> DOCUMENT TEXT:
• • •

One of the most significant drivers for this is due to the evolution of AI compute workloads. For those perhaps unfamiliar, computing for AI has three primary elements: pre-processing, training, and inference.
Data pre-processing involves organizing a large dataset before you can do anything with it, which may involve labeling, cleaning up, or structuring the data. Once the data is processed, training the AI can begin, akin to teaching it how to interpret the data. Inference becomes the primary task once the model is trained, during which the AI model runs in response to user queries.
In 2023, AI training made up the majority of AI compute by more than 2:1. But as AI models mature and move into wide deployment, inference will rapidly overtake AI in the majority of data center AI compute, and is estimated to outpace AI training by 6:1 by 2030.
Many of today’s data centers were built and optimized for traditional workloads, such as cloud, hybrid cloud, and SaaS database workloads which were addressed using dedicated servers. AI training maps somewhat well to such deployments, which typically involve allocations of dedicated servers. But as we shift to the AI workloads of tomorrow, we must rethink an architecture for cloud inference that can deliver much lower power and latency, including greater edge deployment that meets user requirements.

• • •

> DATA:
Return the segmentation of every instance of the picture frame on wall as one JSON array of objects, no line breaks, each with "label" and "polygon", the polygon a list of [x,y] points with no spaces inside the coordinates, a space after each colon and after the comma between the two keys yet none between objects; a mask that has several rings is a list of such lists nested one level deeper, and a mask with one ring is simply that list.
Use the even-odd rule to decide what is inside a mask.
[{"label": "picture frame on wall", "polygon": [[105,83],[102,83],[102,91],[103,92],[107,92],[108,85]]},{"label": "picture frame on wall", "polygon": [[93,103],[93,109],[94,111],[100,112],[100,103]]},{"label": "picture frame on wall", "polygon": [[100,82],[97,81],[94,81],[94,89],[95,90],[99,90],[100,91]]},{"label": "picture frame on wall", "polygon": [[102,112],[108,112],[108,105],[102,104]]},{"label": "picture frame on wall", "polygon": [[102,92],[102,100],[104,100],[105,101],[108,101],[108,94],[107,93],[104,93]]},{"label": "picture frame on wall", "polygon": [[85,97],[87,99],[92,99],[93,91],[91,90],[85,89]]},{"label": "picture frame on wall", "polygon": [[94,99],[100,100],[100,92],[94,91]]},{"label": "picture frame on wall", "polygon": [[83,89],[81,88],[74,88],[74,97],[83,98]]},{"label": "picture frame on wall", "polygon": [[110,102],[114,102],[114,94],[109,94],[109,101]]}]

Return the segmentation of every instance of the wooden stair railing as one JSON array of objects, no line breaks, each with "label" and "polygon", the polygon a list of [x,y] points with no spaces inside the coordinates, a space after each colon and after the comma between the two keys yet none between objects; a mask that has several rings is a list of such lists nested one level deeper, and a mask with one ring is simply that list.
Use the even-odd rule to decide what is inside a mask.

• • •

> ASSIGNMENT 1:
Answer these from the passage on AI compute:
(a) What three primary elements of AI computing does it name?
(b) By what ratio did AI training make up the majority of AI compute in 2023?
(c) Which traditional workloads does it say many of today's data centers were built and optimized for?
> ASSIGNMENT 2: Repeat the passage on AI compute word for word between "Data pre-processing involves" and "to user queries.", inclusive.
> ASSIGNMENT 3: Translate this sentence from the passage on AI compute into Spanish: "Once the data is processed, training the AI can begin, akin to teaching it how to interpret the data."

> ANSWER SECTION 1:
(a) Pre-processing, training, and inference.
(b) By more than 2:1.
(c) Cloud, hybrid cloud, and SaaS database workloads.

> ANSWER SECTION 2:
Data pre-processing involves organizing a large dataset before you can do anything with it, which may involve labeling, cleaning up, or structuring the data. Once the data is processed, training the AI can begin, akin to teaching it how to interpret the data. Inference becomes the primary task once the model is trained, during which the AI model runs in response to user queries.

> ANSWER SECTION 3: Una vez procesados los datos, puede comenzar el entrenamiento de la IA, algo parecido a enseñarle a interpretar los datos.